---------- Input data ----------

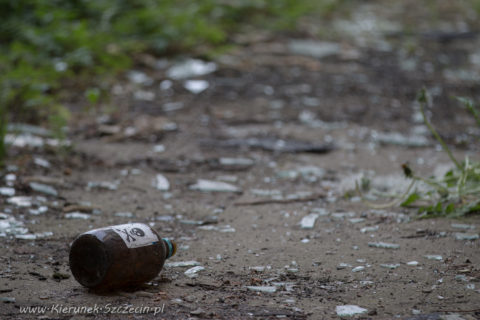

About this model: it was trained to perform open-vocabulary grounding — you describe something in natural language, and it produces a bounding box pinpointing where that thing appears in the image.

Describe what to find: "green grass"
[0,0,342,165]
[356,89,480,218]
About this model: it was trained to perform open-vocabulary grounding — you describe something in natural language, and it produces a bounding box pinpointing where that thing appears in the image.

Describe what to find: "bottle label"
[90,223,159,248]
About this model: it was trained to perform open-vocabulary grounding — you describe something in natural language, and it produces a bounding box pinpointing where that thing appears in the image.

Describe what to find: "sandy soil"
[0,4,480,319]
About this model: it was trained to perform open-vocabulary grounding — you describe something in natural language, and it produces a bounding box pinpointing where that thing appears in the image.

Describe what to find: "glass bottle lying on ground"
[69,223,177,291]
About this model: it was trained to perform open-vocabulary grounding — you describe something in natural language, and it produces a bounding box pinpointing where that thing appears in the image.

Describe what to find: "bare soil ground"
[0,2,480,319]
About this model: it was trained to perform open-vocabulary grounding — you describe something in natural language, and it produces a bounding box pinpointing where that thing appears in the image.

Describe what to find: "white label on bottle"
[106,223,159,248]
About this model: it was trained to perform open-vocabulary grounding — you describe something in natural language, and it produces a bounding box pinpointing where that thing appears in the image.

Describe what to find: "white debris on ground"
[335,304,368,317]
[190,179,241,192]
[184,266,205,278]
[152,174,170,191]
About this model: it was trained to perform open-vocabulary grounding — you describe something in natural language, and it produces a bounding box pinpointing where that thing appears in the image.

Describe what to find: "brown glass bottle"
[69,223,176,290]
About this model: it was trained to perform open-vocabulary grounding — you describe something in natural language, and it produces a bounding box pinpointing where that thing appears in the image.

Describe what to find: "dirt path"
[0,2,480,319]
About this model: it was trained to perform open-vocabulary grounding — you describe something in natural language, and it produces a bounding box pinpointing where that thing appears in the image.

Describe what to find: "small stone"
[247,286,277,293]
[300,213,319,229]
[0,187,15,197]
[368,242,400,249]
[348,218,365,224]
[352,266,365,272]
[190,308,205,317]
[197,224,235,233]
[337,262,352,270]
[190,179,241,192]
[29,182,58,197]
[115,212,133,218]
[153,144,165,153]
[183,80,210,94]
[249,266,265,272]
[165,260,200,268]
[15,234,37,240]
[64,212,91,220]
[455,232,480,241]
[380,263,400,269]
[360,226,379,233]
[218,158,255,167]
[451,223,475,230]
[184,266,205,278]
[7,196,33,207]
[424,254,443,261]
[87,181,118,191]
[0,297,16,303]
[33,157,50,168]
[167,59,217,80]
[152,174,170,191]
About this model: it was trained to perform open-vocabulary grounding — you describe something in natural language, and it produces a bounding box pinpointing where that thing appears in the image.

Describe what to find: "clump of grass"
[0,0,346,165]
[357,89,480,218]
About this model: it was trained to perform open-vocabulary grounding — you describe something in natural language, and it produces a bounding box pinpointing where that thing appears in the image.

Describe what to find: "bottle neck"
[162,238,177,259]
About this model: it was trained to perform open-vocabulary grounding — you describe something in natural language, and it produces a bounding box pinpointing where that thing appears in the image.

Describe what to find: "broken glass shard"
[300,213,318,229]
[190,179,241,192]
[152,174,170,191]
[28,182,58,197]
[368,242,400,249]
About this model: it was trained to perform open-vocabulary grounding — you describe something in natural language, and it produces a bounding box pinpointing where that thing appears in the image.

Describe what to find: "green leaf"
[400,192,421,207]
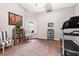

----------

■ **Given instruction**: Please arrange all of the entries above as a JSON list of strings, one string per line, leaving out blank lines and the pictures.

■ **Exercise response**:
[
  "About this model: it was trained to perform open-vocabulary grounding — you describe something in natural language, and it produces a bounding box pinpointing where that thing appears in the image.",
  "Describe what to find: \"green grass\"",
  "[0,0,342,165]",
  "[356,89,480,218]",
  "About this model: it was trained to perform open-vocabulary grounding — you describe something in natural language, and it produces a bounding box pinpointing where that thing appears in the image.",
  "Describe what to find: \"bottle label\"",
  "[90,223,159,248]",
  "About this model: it was trained to perform open-vocabulary grounding — you describe something in natural language, and it produces a bounding box pinpointing where that thing appears in the image.",
  "Describe what to find: \"sandy soil\"",
  "[0,4,480,319]",
  "About this model: it was trained to perform open-vocabulary grounding — you describe something in natural language, and it produces a bounding box pinpointing where that thing appears in the image.",
  "Describe what to find: \"glass bottle lying on ground\"",
  "[69,223,177,291]",
  "About this model: it was trained to perform open-vocabulary grounding — you describe something in natural language, and it produces a bounding box pinpointing where that thing appears in the image.",
  "Describe what to find: \"bare soil ground\"",
  "[0,2,480,319]",
  "About this model: it was trained to perform open-vocabulary grounding — you describe something in natural language, and it produces a bounding box pinpointing where that thing appears in the image.",
  "Describe what to find: \"white label on bottle\"",
  "[106,223,159,248]",
  "About this model: it was trained to perform open-vocabulary grounding — you describe something in natural language, and it produces a bounding box pinpointing where that thing appears in the image.",
  "Describe what to find: \"white debris on ground\"",
  "[335,304,368,317]",
  "[190,179,241,192]",
  "[184,266,205,278]",
  "[152,174,170,191]",
  "About this model: it was trained to perform open-vocabulary grounding — you describe something in natural language, and it produces a bounding box pinpointing where that thing appears in the image.",
  "Describe what to find: \"brown glass bottle\"",
  "[69,223,176,290]",
  "About this model: it was trained to perform open-vocabulary grounding — you describe something in natural language, and it produces a bounding box pinpointing where that thing appears in the image.",
  "Describe what to find: \"dirt path\"",
  "[0,2,480,319]",
  "About this model: it was trained to perform open-vocabulary grounding — you describe something in natural language, and it produces a bounding box pinpointing where that thing appears in the image.",
  "Describe what to find: \"small stone\"",
  "[247,286,277,293]",
  "[300,213,319,229]",
  "[0,187,15,197]",
  "[368,242,400,249]",
  "[348,218,365,224]",
  "[352,266,365,272]",
  "[190,308,205,317]",
  "[197,224,235,233]",
  "[337,262,352,270]",
  "[190,179,241,192]",
  "[29,182,58,197]",
  "[115,212,133,218]",
  "[153,144,165,153]",
  "[183,80,210,94]",
  "[249,266,265,272]",
  "[165,260,200,268]",
  "[15,234,37,240]",
  "[64,212,91,220]",
  "[455,232,480,241]",
  "[380,263,400,269]",
  "[360,226,379,233]",
  "[218,158,255,167]",
  "[451,223,475,230]",
  "[184,266,205,278]",
  "[7,196,33,207]",
  "[424,254,443,261]",
  "[87,181,118,191]",
  "[0,297,16,303]",
  "[33,157,50,168]",
  "[167,59,217,80]",
  "[152,174,170,191]",
  "About this model: it was trained to perform open-vocabulary grounding — you describe something in natural language, and it produces a bounding box pinpointing where that thing appears in the image.",
  "Describe what to find: \"clump of grass\"",
  "[0,0,346,165]",
  "[357,89,480,218]",
  "About this model: it was trained to perform open-vocabulary grounding — you describe something in natural language, and it produces a bounding box pinpointing where that thing appears in the image.",
  "Describe what to find: \"bottle neck\"",
  "[162,238,177,259]",
  "About this model: it was trained to perform open-vocabulary grounding — you describe something in natural language, and it produces a bounding box pinpointing where that thing appears in the image.",
  "Describe what to find: \"broken glass shard\"",
  "[300,213,318,229]",
  "[190,179,241,192]",
  "[152,174,170,191]",
  "[28,182,58,197]",
  "[368,242,400,249]",
  "About this model: it was trained to perform open-vocabulary grounding — you describe something in natural language, and it produces a bounding box pinpointing where that thing appears in the image.",
  "Describe what to find: \"green leaf\"",
  "[400,192,421,207]"
]